>> Start Stored rows

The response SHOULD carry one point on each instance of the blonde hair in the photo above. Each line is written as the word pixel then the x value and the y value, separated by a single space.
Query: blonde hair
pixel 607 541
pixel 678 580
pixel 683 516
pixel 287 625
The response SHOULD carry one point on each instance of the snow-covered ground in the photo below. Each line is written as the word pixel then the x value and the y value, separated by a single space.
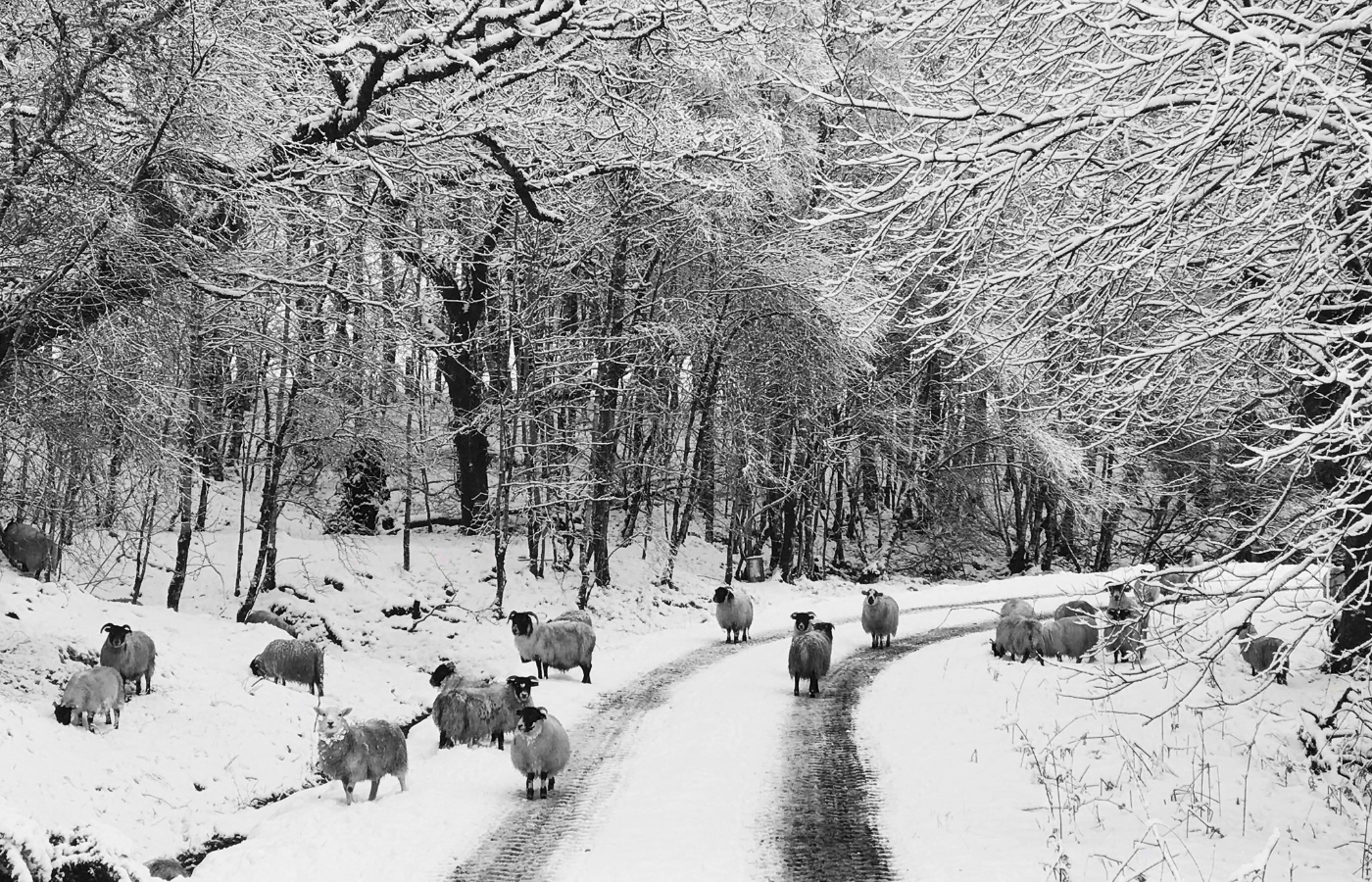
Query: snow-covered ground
pixel 959 738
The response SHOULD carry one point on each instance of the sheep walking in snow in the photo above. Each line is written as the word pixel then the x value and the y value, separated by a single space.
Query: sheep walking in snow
pixel 809 655
pixel 271 618
pixel 132 653
pixel 541 749
pixel 93 690
pixel 563 644
pixel 1074 638
pixel 733 612
pixel 1264 653
pixel 294 662
pixel 880 616
pixel 357 752
pixel 472 714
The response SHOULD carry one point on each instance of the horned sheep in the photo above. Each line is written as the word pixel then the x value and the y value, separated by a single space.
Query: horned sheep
pixel 541 749
pixel 733 612
pixel 353 752
pixel 295 662
pixel 93 690
pixel 880 616
pixel 132 653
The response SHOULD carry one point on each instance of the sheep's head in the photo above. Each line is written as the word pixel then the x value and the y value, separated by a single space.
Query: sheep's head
pixel 119 634
pixel 442 672
pixel 332 721
pixel 521 686
pixel 521 624
pixel 531 719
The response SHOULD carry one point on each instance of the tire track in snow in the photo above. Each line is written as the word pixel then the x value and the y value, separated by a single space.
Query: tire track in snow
pixel 523 845
pixel 829 807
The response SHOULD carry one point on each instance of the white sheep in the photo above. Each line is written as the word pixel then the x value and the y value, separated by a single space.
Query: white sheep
pixel 1264 653
pixel 809 655
pixel 733 612
pixel 93 690
pixel 541 749
pixel 367 751
pixel 295 662
pixel 476 713
pixel 132 653
pixel 880 616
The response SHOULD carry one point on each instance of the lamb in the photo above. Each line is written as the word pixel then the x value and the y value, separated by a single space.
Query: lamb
pixel 1022 610
pixel 1074 637
pixel 809 655
pixel 88 693
pixel 295 662
pixel 563 644
pixel 470 714
pixel 733 612
pixel 1264 653
pixel 1074 608
pixel 541 748
pixel 880 616
pixel 360 752
pixel 29 549
pixel 271 618
pixel 132 653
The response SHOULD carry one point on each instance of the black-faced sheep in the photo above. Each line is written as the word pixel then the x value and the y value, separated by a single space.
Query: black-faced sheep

>> End Stored rows

Exercise directions:
Every record must be copied exactly, with images dropped from the result.

Task result:
The response SHOULD carry one point on each instance of the blonde hair in the photo above. Each line is written as the word pixel then the x value and the y value, separated by a single space.
Query: blonde hair
pixel 607 541
pixel 678 580
pixel 683 516
pixel 287 625
The response SHOULD carry one point on each instance of the snow-covered ground in the photo below. Each line is written as the word pixel then the x value and the y value, separated by a single space.
Query: snow-covered ground
pixel 959 738
The response SHOULD carry one point on each instance of the sheep walking in snow in the photo above. Each line is written as the word pixel then the x value and the y value, separated by a single space.
Query: sheep walking in snow
pixel 809 655
pixel 271 618
pixel 132 653
pixel 541 749
pixel 93 690
pixel 563 644
pixel 1074 638
pixel 733 612
pixel 1264 653
pixel 294 662
pixel 880 616
pixel 357 752
pixel 472 714
The response SHOULD carry one point on each instance of the horned sheep in the photo above. Each line is written as the word pixel then the x value and the y value, separated by a single space.
Query: horned sheep
pixel 541 749
pixel 733 612
pixel 353 752
pixel 295 662
pixel 93 690
pixel 880 616
pixel 132 653
The response SHOULD carry one point on each instance of the sheep's head in the photo above. Each line is written as the word pixel then the x value and the y value, separated by a single space.
Query: sheep's head
pixel 119 634
pixel 442 672
pixel 332 721
pixel 521 686
pixel 521 624
pixel 531 719
The response SHOULD carry one point on each instance of the tire track in snow in the photo above. Each line is written as the word pixel then the x value and the y value, separated by a single space.
Query: tire track in snow
pixel 523 845
pixel 829 807
The response SHOULD carry one point on each instance of the white sheep in the photo above. Each line is written as the word pixel then the x value and the y value, separated by a single space.
Query: white sheep
pixel 1264 653
pixel 809 655
pixel 733 612
pixel 93 690
pixel 541 749
pixel 367 751
pixel 295 662
pixel 476 713
pixel 132 653
pixel 880 616
The response SHOULD carry one point on each instance of the lamb in the photo above. Each line is written as the word pixel then the x value and the y value, separated by a single space.
Query: lamb
pixel 1022 610
pixel 1074 637
pixel 809 655
pixel 88 693
pixel 295 662
pixel 563 644
pixel 470 714
pixel 733 612
pixel 1264 653
pixel 1074 608
pixel 541 748
pixel 880 616
pixel 360 752
pixel 29 549
pixel 271 618
pixel 132 653
The response SHOULD carry one point on each instance of the black-faced sheep in the photo above. Each line is written as the word pixel then the x value and the y value, separated by a single space.
Query: black-faced sheep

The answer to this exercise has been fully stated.